===== Input =====

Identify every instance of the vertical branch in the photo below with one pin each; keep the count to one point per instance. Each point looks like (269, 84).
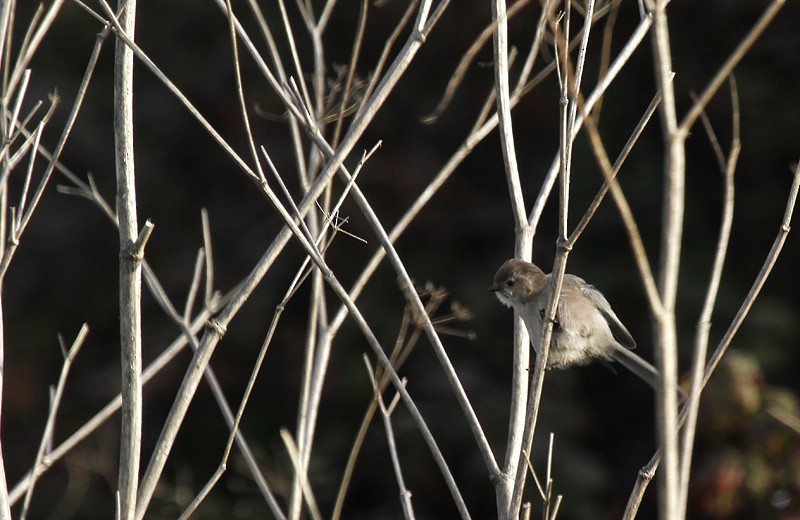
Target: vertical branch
(666, 341)
(524, 242)
(130, 275)
(704, 321)
(5, 17)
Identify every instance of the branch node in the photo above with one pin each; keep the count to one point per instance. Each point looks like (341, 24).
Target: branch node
(218, 328)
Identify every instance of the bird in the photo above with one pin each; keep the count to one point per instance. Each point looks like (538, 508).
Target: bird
(585, 328)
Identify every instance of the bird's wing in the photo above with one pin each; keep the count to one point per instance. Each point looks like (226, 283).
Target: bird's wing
(618, 330)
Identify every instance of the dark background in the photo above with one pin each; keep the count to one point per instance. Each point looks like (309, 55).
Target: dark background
(65, 271)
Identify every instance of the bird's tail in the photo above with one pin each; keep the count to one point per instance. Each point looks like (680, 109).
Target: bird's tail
(644, 370)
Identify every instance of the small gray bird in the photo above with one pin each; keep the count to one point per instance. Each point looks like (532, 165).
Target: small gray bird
(585, 327)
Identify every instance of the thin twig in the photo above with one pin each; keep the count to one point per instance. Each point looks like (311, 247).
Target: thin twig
(51, 416)
(692, 406)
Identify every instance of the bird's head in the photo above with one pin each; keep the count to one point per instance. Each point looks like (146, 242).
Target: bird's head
(517, 282)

=====

_What you will do_
Return the material from above in full, exactly as written, with the pictures omitted.

_Answer section_
Identify every instance of the vertical branch in the photo below with one pin each; keep the count to one point per instance. Each point looks like (269, 84).
Target: vertical branch
(666, 341)
(524, 242)
(130, 275)
(704, 321)
(5, 17)
Identify every instance of the branch node in the photo above with one pin each; keep the count to one point per instance. Each point looks like (341, 24).
Target: branch node
(218, 328)
Identify every instance of the bird in the photo above with one pin each; keep the count to one point per instance. Each point looks like (538, 508).
Target: bird
(585, 328)
Identify every instance of the bird's wing in the photo above with one pin each; keep the count to one point per instance. Each point looks like (226, 283).
Target: bird's wing
(618, 330)
Identify every instance of the dark background in the photo above with one pin each; keep the count to one point per instance. Each point looks like (309, 55).
Target: dark background
(65, 271)
Identify every instance of the bird's tail in the photo above with one pin each; keep the count to one point per instance. Each point looks like (680, 109).
Target: bird's tail
(644, 370)
Identify every instance of the small gray bird in the photo above with one pin each; keep the count to one point per instance. Each point looks like (532, 165).
Target: small gray bird
(585, 327)
Identify every instance of the thin twig in the photo above with one pin each; keep the count to one point per instance. Each point looks like (311, 247).
Target: thin twig
(51, 416)
(692, 406)
Identify every instance of the bird's head in the photo above with one pin each; keep the count to one point per instance. Each point looks like (146, 242).
Target: bird's head
(517, 282)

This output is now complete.